**Record list:**

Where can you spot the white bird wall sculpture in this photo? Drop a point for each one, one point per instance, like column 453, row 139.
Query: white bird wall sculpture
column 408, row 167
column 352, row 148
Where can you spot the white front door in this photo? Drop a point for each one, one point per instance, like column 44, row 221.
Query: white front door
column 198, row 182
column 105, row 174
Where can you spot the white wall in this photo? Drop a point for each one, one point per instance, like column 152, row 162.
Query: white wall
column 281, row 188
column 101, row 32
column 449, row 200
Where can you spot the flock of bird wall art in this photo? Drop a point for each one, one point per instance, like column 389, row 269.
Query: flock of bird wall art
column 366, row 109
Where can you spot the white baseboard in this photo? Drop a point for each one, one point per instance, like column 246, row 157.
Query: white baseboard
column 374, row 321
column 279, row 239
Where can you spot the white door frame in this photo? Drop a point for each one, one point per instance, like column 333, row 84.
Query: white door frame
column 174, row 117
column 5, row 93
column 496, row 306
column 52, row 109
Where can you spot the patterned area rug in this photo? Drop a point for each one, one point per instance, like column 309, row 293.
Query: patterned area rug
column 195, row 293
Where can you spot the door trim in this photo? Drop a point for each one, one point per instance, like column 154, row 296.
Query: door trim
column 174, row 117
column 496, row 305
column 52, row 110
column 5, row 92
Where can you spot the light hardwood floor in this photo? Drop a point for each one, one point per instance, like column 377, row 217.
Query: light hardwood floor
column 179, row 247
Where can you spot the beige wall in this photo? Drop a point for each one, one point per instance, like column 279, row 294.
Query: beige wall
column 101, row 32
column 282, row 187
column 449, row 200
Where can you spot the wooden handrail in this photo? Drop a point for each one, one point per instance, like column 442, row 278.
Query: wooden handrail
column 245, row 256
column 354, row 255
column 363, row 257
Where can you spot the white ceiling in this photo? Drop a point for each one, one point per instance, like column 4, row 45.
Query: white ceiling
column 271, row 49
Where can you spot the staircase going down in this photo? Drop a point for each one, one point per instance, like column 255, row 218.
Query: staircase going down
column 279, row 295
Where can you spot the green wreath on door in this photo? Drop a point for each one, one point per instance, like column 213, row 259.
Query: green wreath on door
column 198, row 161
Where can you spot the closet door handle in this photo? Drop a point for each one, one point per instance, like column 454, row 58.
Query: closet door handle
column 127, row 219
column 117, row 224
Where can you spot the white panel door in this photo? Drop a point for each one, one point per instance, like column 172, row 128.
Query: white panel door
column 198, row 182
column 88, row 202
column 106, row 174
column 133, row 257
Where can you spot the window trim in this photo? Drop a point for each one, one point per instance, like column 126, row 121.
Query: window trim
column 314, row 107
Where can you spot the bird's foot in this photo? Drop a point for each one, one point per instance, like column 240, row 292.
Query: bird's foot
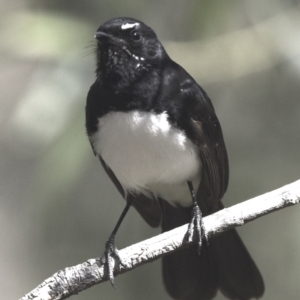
column 196, row 227
column 110, row 258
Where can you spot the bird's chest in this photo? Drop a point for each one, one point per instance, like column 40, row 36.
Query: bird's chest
column 146, row 153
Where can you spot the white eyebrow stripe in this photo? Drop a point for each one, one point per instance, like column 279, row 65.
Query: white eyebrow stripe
column 128, row 25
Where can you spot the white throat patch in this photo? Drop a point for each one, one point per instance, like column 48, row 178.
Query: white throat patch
column 146, row 153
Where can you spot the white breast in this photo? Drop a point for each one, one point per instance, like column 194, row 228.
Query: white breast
column 147, row 154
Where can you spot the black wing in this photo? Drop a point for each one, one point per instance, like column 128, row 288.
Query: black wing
column 206, row 132
column 148, row 208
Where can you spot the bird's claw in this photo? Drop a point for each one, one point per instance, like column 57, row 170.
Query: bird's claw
column 196, row 227
column 110, row 258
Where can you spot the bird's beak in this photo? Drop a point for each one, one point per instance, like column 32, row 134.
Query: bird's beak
column 102, row 36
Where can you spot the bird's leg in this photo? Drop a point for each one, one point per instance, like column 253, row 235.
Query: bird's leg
column 111, row 253
column 196, row 224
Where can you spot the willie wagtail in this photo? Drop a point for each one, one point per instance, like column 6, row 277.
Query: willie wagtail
column 160, row 142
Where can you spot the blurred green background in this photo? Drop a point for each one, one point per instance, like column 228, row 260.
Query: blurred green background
column 57, row 207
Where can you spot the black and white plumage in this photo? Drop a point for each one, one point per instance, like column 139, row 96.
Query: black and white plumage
column 155, row 130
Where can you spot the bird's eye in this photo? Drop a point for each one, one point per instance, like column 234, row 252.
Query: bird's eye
column 135, row 35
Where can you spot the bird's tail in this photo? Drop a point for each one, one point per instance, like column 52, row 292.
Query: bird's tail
column 223, row 264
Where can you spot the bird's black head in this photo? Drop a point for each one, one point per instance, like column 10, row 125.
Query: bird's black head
column 127, row 46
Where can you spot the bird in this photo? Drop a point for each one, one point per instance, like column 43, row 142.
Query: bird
column 159, row 140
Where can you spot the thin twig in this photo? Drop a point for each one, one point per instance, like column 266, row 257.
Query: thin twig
column 72, row 280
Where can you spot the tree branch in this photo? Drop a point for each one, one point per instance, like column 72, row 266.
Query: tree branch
column 72, row 280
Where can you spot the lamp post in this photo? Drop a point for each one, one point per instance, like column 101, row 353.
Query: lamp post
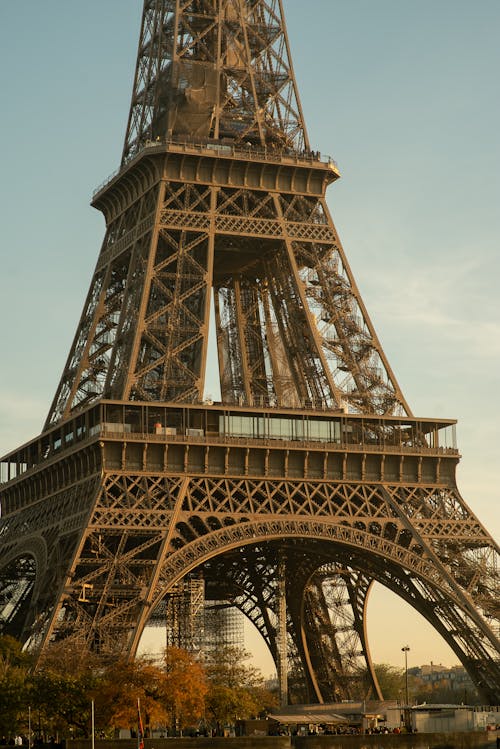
column 406, row 650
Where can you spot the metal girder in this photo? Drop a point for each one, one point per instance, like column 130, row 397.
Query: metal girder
column 311, row 480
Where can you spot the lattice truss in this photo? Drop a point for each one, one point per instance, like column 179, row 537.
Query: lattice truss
column 214, row 68
column 291, row 327
column 423, row 543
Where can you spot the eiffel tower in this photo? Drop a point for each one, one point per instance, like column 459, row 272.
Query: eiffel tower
column 311, row 479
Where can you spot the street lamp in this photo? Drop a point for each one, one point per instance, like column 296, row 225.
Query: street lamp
column 406, row 650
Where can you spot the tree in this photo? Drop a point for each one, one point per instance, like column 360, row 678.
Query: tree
column 14, row 676
column 235, row 690
column 186, row 688
column 62, row 688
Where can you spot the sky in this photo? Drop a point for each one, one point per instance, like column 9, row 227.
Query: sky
column 403, row 95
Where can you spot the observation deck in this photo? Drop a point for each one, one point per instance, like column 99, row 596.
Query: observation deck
column 215, row 439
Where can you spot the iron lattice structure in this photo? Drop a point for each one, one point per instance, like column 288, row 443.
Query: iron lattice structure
column 311, row 479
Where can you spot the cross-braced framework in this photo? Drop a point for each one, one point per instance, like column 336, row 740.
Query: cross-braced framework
column 311, row 479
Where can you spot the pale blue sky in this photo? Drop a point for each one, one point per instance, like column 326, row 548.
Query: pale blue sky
column 404, row 95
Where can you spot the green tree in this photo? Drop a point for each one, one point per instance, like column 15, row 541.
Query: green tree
column 186, row 688
column 235, row 690
column 14, row 687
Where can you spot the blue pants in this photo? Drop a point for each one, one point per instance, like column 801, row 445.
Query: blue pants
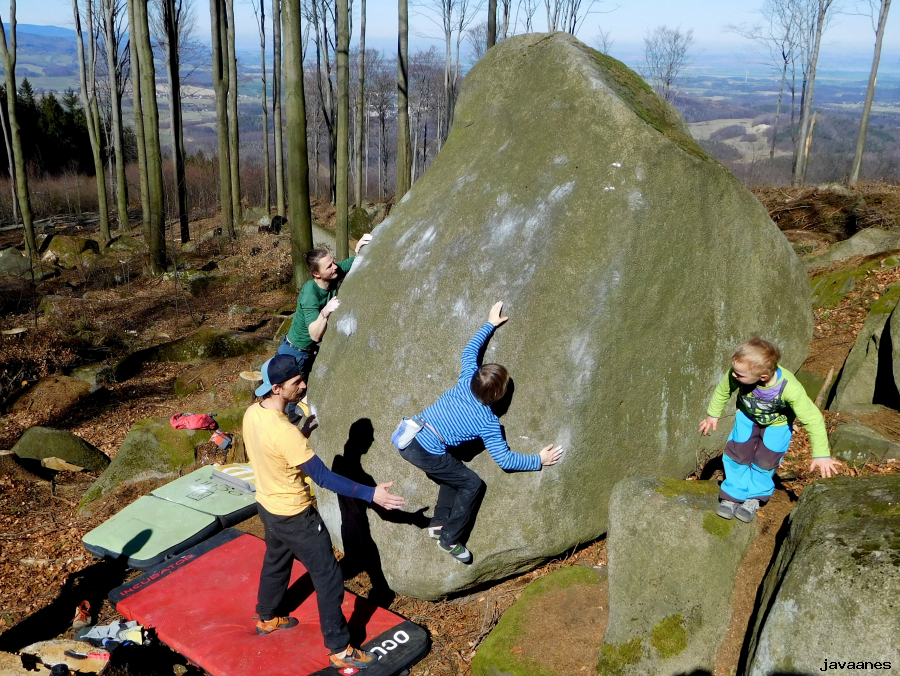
column 752, row 455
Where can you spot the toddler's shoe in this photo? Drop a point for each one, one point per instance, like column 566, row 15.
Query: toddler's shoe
column 458, row 552
column 726, row 509
column 747, row 510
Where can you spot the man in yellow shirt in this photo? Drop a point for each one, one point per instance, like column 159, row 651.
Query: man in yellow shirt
column 281, row 458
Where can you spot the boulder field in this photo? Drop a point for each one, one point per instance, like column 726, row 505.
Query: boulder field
column 631, row 265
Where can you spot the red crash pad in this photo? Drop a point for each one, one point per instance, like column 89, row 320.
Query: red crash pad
column 202, row 604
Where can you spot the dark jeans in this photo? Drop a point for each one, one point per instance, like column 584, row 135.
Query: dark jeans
column 460, row 491
column 305, row 358
column 305, row 538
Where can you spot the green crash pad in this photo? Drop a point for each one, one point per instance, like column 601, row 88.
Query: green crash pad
column 199, row 491
column 148, row 531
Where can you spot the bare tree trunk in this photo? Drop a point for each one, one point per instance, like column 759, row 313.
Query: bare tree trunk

**What is required:**
Duplicate the records starting at the line containing "Where can you spot the bird's foot" and ending at the line containing "column 147, row 154", both included, leaving out the pictures.

**Finished answer:**
Where can you spot the bird's foot in this photo? Drop a point for each one, one point per instance, like column 240, row 292.
Query: bird's foot
column 196, row 227
column 110, row 258
Where can you spot the bird's chest in this photo? Drop a point for each one, one point per instance, like column 40, row 36.
Query: bird's chest
column 146, row 153
Where can you spot the white eyebrow stripe in this photo? Drop a point for each one, one point per instance, like column 279, row 65.
Query: white eyebrow stripe
column 128, row 25
Where can you spot the white throat patch in this photo? Drop a point for each one, one point per instance, like column 48, row 178.
Query: white throat patch
column 146, row 153
Where can you spot the white breast in this photo? Drop a point for each one, one point per instance, like column 194, row 228.
Query: white breast
column 147, row 154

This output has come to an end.